Indonesian SODIS users (picture: SODIS Eawag)

Indonesian SODIS users (picture: SODIS Eawag)

SODIS is a cheap method of disinfecting water by putting it in the sun. Like many things, it works better in physics than society, where its effects were not significant, according to a study in PLoS medicine recently. The technical barrier is that people don’t do it much. About thirty two percent of participants in the study used the system on a given day. If you’re familiar with how little things work in reality, this is still surprising. Cheaply disinfecting water seems like it would be a hit with poor people whose children get diarrhea all the time and regularly die. Rural Bolivia, where the study was done, is a good candidate. The children studied usually get diarrhoea four times a year, which causes about fifteen percent of deaths of children under five. For the poorest quintile in Bolivia the under five death rate is about one in ten of those born alive.

The leader of the study, Daniel Mausezahl, suspects a big reason for this is that lining up water bottles on your roof shows your neighbors that you aren’t rich enough to have more expensive methods of disinfecting water. It’s hard to see from a distance the difference between chlorination and coliform-infested jerry cans, so drinking excrement can make you look better than drinking cheap clean water.

Fascinating as signaling explanations are, this seems incredible. Having live descendents is even more evolutionarily handy than impressing associates. What other explanations could there be? Perhaps adults are skeptical about effectiveness? There is apparently good evidence it works though, and there were intensive promotional campaigns during the study. What’s more, lack of evidence doesn’t usually stop humans investing in just about anything that isn’t obviously lethal in the absence of effective means to control their wellbeing. And parents are known for obsessive interest in their children’s safety. What’s going on?
━━━━━━━━━━━━━━━━━━━━
#### Task instructions:
**A)** Translate this sentence from the passage on SODIS into Spanish: "SODIS is a cheap method of disinfecting water by putting it in the sun."
**B)** Reproduce the passage on SODIS between "The leader of" and "cheap clean water.", inclusive.
The material that comes next is taken from a separate source.

Data excerpts
━━━━━━━━━━━━━━━━━━━━
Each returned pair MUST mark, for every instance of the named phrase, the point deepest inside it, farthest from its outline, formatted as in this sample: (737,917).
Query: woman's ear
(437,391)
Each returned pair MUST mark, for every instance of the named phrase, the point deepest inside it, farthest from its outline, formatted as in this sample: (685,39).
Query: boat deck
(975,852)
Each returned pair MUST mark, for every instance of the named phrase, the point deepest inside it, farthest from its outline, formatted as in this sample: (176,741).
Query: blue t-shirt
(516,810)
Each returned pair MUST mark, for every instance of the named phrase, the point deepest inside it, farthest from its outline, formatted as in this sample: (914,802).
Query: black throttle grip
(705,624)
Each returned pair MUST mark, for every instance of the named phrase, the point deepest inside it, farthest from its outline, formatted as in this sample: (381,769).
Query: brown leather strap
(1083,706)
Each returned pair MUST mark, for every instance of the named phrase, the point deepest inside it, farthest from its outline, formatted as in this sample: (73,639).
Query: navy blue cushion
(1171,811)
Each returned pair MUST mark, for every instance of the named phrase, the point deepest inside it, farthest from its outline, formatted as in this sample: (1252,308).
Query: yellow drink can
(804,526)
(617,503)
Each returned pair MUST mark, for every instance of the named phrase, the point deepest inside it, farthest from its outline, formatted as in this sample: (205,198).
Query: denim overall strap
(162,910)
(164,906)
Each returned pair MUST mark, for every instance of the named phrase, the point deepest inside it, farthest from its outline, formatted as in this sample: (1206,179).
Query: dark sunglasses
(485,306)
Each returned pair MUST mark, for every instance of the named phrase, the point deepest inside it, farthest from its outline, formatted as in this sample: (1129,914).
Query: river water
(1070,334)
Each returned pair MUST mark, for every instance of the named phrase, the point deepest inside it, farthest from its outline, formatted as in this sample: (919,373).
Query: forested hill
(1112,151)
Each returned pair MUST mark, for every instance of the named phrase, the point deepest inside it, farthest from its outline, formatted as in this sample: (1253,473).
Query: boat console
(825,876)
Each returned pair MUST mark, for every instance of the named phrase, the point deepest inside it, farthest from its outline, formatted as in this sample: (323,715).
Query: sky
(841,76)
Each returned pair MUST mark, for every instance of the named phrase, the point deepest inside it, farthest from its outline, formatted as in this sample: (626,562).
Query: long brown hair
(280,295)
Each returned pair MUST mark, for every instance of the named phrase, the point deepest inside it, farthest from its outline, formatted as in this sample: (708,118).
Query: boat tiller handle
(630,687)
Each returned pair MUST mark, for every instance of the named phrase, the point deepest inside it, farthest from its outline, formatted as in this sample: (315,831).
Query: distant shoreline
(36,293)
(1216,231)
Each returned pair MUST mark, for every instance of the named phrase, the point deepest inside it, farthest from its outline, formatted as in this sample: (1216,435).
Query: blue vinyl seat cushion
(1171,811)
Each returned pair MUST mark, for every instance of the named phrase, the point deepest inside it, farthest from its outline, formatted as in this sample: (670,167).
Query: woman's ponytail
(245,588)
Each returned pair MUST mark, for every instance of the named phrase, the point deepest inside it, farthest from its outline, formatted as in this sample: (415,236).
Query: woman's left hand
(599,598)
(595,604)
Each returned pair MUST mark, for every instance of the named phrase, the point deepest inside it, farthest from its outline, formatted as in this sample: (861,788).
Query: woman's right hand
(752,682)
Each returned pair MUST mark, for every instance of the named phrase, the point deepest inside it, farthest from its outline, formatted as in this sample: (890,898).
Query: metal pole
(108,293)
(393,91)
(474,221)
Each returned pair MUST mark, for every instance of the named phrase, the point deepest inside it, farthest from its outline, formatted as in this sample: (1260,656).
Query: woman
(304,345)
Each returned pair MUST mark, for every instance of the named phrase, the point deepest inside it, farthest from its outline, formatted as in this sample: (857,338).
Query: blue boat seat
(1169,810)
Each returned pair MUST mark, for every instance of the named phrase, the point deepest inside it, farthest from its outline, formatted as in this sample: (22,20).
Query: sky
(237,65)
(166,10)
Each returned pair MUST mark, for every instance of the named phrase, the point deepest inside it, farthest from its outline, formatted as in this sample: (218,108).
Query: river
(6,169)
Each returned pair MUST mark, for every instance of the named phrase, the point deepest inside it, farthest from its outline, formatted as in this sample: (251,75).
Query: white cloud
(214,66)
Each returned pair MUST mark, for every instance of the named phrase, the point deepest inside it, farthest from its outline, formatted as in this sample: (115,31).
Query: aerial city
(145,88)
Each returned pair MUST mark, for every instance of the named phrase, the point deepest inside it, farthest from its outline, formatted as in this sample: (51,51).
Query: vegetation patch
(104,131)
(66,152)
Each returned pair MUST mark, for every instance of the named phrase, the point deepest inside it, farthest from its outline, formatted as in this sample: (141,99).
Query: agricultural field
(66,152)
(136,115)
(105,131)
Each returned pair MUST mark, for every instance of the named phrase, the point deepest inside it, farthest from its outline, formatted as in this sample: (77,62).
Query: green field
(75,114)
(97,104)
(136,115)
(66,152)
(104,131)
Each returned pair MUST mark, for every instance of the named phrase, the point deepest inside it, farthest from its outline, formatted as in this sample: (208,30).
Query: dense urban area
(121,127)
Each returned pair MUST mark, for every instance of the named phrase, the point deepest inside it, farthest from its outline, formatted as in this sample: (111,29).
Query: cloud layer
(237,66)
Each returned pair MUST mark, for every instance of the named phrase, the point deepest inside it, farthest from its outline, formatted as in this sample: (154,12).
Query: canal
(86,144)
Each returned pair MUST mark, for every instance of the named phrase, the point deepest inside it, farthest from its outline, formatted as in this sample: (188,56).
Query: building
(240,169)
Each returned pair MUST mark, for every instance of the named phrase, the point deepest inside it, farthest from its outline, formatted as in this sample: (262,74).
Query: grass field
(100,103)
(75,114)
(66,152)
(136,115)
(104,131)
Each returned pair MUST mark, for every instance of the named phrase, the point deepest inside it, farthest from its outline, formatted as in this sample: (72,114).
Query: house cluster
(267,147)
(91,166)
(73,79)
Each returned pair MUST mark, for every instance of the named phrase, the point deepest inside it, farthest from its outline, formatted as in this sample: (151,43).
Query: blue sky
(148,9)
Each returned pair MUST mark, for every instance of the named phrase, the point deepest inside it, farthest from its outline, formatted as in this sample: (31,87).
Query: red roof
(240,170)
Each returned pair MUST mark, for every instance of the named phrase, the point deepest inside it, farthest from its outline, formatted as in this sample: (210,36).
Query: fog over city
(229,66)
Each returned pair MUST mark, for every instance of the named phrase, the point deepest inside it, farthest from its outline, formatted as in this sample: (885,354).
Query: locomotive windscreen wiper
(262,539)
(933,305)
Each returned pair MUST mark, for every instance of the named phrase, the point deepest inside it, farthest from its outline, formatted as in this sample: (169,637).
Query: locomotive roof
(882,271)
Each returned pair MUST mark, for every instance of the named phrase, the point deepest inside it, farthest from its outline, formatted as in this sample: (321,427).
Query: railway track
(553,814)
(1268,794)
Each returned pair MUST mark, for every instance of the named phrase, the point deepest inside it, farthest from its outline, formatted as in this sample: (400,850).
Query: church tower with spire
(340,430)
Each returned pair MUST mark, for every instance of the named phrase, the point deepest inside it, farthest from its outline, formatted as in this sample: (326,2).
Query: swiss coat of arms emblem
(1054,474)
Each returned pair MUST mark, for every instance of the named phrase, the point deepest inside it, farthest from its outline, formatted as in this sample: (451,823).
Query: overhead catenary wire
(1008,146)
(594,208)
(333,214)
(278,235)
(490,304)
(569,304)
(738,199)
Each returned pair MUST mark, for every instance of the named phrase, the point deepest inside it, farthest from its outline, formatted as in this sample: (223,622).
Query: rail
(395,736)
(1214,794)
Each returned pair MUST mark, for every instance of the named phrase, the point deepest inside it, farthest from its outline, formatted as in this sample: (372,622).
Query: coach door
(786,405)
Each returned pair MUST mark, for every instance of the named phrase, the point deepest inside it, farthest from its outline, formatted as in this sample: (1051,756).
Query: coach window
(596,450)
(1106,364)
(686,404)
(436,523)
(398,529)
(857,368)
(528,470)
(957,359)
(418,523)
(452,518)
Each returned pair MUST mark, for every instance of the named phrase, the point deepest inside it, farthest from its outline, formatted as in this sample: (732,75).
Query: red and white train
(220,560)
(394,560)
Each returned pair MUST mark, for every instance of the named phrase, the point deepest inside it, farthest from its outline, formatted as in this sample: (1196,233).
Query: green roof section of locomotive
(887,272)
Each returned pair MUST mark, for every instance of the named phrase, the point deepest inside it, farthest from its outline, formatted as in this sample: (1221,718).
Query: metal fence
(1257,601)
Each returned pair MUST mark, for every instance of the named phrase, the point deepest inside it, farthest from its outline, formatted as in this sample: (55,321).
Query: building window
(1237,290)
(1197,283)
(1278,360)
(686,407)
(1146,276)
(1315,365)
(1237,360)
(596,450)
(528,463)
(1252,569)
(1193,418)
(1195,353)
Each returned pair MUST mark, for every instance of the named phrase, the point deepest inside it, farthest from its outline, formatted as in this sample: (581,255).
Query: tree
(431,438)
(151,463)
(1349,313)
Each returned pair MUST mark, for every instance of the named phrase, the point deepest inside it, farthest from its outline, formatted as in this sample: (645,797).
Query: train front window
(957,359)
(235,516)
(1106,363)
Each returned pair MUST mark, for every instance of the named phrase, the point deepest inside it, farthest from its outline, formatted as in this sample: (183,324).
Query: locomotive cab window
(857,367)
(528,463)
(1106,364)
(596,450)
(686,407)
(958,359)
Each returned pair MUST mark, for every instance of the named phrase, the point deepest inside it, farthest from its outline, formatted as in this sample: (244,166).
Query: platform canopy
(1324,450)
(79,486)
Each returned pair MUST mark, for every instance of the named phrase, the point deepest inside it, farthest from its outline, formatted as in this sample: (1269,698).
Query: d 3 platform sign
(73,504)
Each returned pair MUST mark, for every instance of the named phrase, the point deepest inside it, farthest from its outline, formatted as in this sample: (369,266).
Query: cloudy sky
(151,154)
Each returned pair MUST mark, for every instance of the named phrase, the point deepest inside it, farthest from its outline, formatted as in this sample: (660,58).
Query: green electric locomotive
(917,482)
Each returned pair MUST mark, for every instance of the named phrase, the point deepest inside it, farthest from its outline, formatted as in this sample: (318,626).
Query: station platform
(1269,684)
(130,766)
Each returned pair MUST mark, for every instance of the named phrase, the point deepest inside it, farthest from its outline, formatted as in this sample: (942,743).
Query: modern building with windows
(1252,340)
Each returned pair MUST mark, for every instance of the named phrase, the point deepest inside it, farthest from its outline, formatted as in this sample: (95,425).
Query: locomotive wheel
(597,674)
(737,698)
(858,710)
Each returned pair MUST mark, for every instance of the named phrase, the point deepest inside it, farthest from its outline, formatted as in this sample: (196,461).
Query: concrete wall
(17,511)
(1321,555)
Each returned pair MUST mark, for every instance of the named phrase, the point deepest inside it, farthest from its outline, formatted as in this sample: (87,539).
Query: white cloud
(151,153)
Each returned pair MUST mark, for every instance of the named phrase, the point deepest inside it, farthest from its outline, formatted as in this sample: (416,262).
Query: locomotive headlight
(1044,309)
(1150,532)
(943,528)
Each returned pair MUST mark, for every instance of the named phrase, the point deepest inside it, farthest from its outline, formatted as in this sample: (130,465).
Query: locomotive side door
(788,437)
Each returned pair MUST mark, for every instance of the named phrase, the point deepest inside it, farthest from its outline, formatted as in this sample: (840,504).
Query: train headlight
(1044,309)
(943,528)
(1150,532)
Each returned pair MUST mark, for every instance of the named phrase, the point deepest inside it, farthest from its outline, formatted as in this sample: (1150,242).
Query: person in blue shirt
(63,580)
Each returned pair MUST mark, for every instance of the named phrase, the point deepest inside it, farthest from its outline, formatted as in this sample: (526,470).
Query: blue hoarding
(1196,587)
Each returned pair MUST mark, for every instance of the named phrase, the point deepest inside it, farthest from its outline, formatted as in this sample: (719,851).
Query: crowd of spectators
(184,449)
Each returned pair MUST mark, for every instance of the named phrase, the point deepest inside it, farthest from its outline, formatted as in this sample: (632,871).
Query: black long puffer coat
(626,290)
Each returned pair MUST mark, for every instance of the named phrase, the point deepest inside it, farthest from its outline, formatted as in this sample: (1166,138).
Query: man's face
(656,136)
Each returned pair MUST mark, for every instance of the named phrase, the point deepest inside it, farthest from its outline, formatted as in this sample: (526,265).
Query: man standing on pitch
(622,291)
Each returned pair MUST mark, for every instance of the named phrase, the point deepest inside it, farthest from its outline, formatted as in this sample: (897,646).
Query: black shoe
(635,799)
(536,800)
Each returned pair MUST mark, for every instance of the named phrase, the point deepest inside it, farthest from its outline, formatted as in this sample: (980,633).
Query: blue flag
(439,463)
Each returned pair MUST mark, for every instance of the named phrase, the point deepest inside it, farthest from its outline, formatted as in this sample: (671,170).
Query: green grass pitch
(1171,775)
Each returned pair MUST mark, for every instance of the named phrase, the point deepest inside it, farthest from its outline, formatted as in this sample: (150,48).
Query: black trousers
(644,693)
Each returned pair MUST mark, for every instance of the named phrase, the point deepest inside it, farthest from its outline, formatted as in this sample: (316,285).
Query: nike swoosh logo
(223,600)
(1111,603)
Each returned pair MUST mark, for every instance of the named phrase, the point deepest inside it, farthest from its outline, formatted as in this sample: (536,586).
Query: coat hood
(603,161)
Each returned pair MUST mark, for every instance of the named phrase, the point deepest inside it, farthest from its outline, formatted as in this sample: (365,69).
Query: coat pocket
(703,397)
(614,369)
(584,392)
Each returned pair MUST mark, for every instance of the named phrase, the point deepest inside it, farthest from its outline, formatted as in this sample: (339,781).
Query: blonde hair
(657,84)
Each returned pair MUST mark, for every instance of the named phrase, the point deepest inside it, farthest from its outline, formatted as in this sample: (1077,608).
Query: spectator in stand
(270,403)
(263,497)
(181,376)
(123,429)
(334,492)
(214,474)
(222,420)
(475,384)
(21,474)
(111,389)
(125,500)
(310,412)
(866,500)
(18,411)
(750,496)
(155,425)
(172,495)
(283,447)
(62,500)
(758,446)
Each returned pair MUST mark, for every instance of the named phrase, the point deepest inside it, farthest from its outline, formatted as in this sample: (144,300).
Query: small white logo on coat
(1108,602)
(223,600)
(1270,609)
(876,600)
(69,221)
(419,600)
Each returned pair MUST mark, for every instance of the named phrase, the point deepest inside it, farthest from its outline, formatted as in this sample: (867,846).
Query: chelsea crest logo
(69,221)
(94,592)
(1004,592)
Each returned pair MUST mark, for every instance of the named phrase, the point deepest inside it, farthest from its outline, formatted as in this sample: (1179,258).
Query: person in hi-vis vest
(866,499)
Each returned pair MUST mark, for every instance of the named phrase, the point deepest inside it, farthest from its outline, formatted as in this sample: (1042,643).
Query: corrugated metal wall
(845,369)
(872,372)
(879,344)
━━━━━━━━━━━━━━━━━━━━
#### List of solutions:
**A)** SODIS es un método barato para desinfectar el agua exponiéndola al sol.

**B)**
The leader of the study, Daniel Mausezahl, suspects a big reason for this is that lining up water bottles on your roof shows your neighbors that you aren’t rich enough to have more expensive methods of disinfecting water. It’s hard to see from a distance the difference between chlorination and coliform-infested jerry cans, so drinking excrement can make you look better than drinking cheap clean water.